[Entries taken from a collection]
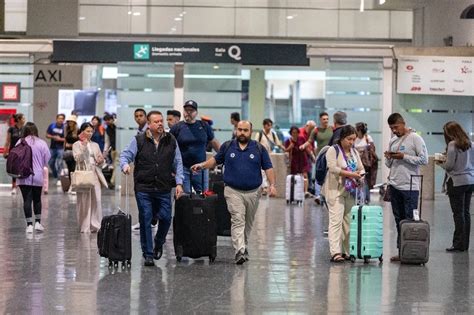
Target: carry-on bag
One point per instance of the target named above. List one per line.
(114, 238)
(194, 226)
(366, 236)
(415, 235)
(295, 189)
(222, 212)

What you have to do
Rewrite every line of the records with "carry-on bag" swapped for "backpack", changing nothing else, and omit the pictures.

Response
Target: backpack
One point per instance of the target named above. List one per line.
(114, 238)
(194, 226)
(366, 236)
(415, 235)
(295, 189)
(222, 212)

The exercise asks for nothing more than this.